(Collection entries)
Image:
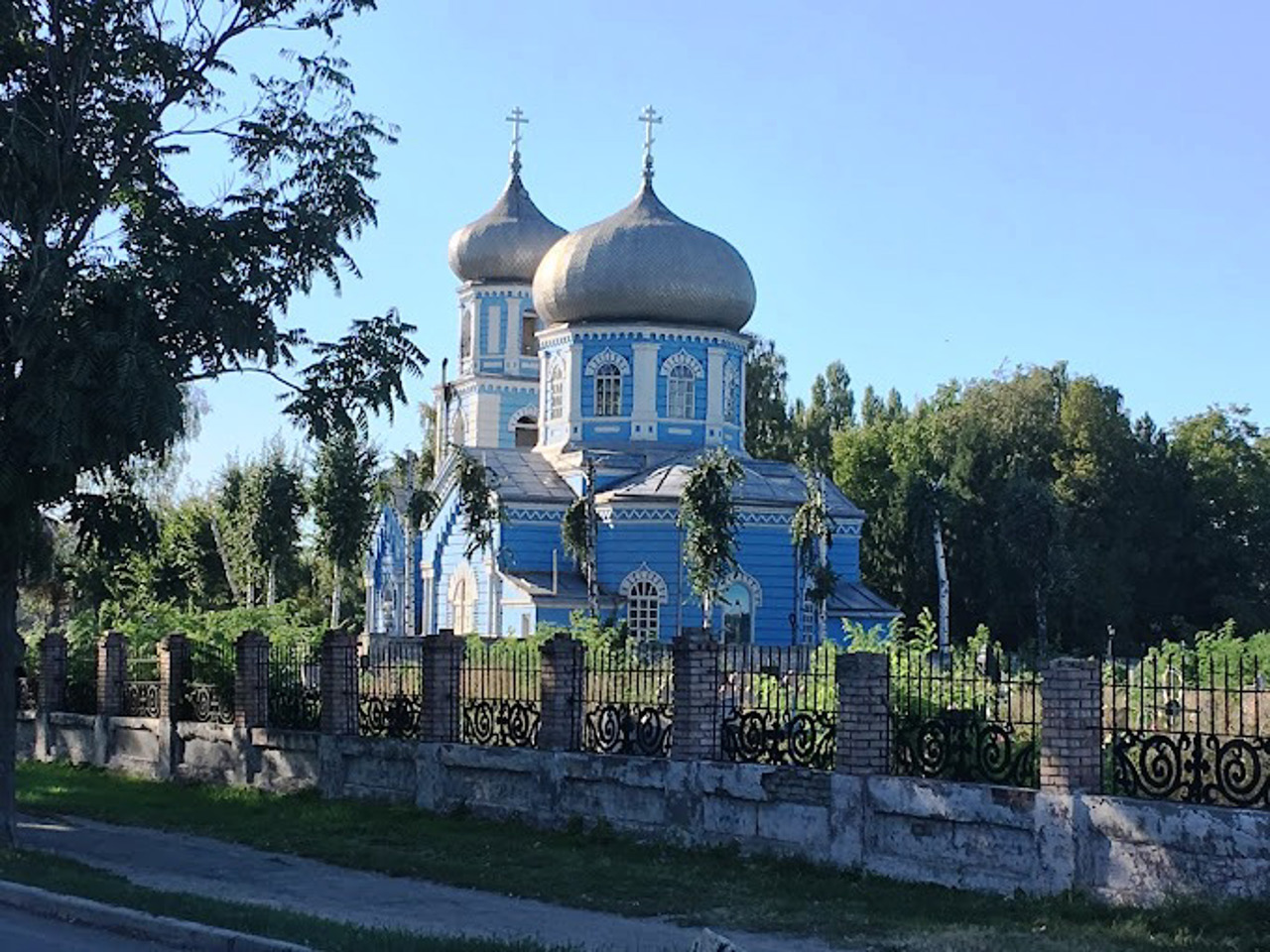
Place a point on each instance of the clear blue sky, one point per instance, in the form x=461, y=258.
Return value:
x=922, y=189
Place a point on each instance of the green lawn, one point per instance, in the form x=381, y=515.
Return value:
x=606, y=871
x=64, y=876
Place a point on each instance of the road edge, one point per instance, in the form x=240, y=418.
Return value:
x=136, y=924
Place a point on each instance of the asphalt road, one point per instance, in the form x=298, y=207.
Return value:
x=21, y=932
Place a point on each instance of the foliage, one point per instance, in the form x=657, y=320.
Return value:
x=575, y=532
x=341, y=497
x=767, y=416
x=707, y=513
x=118, y=290
x=476, y=502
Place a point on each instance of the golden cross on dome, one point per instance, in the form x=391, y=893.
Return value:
x=517, y=119
x=649, y=118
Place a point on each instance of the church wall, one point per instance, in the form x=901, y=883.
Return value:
x=529, y=544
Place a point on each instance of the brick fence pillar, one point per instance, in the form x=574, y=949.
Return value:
x=443, y=664
x=112, y=660
x=252, y=679
x=695, y=657
x=173, y=669
x=564, y=669
x=862, y=743
x=53, y=673
x=339, y=683
x=1071, y=731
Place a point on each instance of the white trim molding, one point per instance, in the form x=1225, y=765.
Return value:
x=645, y=574
x=683, y=359
x=603, y=357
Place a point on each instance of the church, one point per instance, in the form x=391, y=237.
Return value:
x=601, y=363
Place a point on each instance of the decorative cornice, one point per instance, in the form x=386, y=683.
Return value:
x=603, y=357
x=644, y=574
x=683, y=359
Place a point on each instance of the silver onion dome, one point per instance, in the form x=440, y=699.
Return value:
x=644, y=263
x=508, y=241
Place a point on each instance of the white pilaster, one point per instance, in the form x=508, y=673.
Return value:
x=715, y=358
x=644, y=390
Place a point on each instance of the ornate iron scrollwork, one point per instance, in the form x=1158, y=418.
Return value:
x=141, y=698
x=960, y=746
x=28, y=693
x=629, y=729
x=207, y=703
x=295, y=706
x=1194, y=769
x=500, y=722
x=804, y=739
x=393, y=716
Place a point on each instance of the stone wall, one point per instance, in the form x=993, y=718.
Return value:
x=966, y=835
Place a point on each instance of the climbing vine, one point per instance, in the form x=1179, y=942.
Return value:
x=707, y=515
x=574, y=532
x=812, y=530
x=476, y=502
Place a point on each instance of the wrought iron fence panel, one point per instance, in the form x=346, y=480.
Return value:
x=1179, y=726
x=390, y=690
x=500, y=687
x=779, y=705
x=969, y=715
x=141, y=687
x=207, y=689
x=28, y=679
x=627, y=697
x=295, y=687
x=80, y=678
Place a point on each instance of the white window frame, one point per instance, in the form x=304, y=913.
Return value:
x=608, y=391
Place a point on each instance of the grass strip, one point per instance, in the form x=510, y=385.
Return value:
x=72, y=879
x=617, y=874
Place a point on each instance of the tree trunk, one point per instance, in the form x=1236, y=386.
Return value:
x=1042, y=622
x=8, y=690
x=225, y=561
x=334, y=598
x=942, y=570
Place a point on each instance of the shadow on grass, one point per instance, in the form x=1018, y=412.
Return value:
x=606, y=871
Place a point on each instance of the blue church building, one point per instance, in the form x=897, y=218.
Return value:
x=602, y=361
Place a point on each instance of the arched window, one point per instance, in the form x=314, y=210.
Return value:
x=529, y=331
x=643, y=607
x=462, y=602
x=730, y=393
x=465, y=334
x=644, y=592
x=526, y=431
x=738, y=615
x=556, y=391
x=608, y=390
x=681, y=393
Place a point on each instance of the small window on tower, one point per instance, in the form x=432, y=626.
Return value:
x=608, y=390
x=529, y=334
x=681, y=394
x=556, y=391
x=465, y=335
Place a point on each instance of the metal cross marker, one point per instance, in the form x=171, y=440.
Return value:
x=649, y=118
x=517, y=118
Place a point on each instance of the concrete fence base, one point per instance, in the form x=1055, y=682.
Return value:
x=965, y=835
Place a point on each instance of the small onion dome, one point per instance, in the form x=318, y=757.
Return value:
x=644, y=263
x=508, y=241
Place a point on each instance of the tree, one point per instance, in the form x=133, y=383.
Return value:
x=118, y=291
x=707, y=515
x=767, y=417
x=275, y=497
x=343, y=504
x=812, y=530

- _Problem to solve_: With the line containing "Place a point on each instance of the small window" as the first, output each line through the final line of the entries above, exactly.

- _Solution for this exercise_:
Place a point on each instance of the small window on tower, one point per instance, in the form x=432, y=626.
Return value:
x=608, y=390
x=529, y=334
x=681, y=394
x=556, y=391
x=465, y=335
Place a point on each instance of the metal cross marker, one point per instance, in the form x=171, y=440.
Return value:
x=649, y=118
x=517, y=118
Place a point on each instance of the concrete fence base, one point per instance, in the form x=1055, y=682.
Return value:
x=965, y=835
Place a point on each instance of the small onion dome, one point per instance, in the form x=318, y=757.
Return value:
x=644, y=263
x=508, y=241
Place a point on each instance of the tree, one point per instance, in the form x=133, y=383.
Return value:
x=118, y=291
x=707, y=515
x=767, y=417
x=275, y=497
x=343, y=504
x=812, y=530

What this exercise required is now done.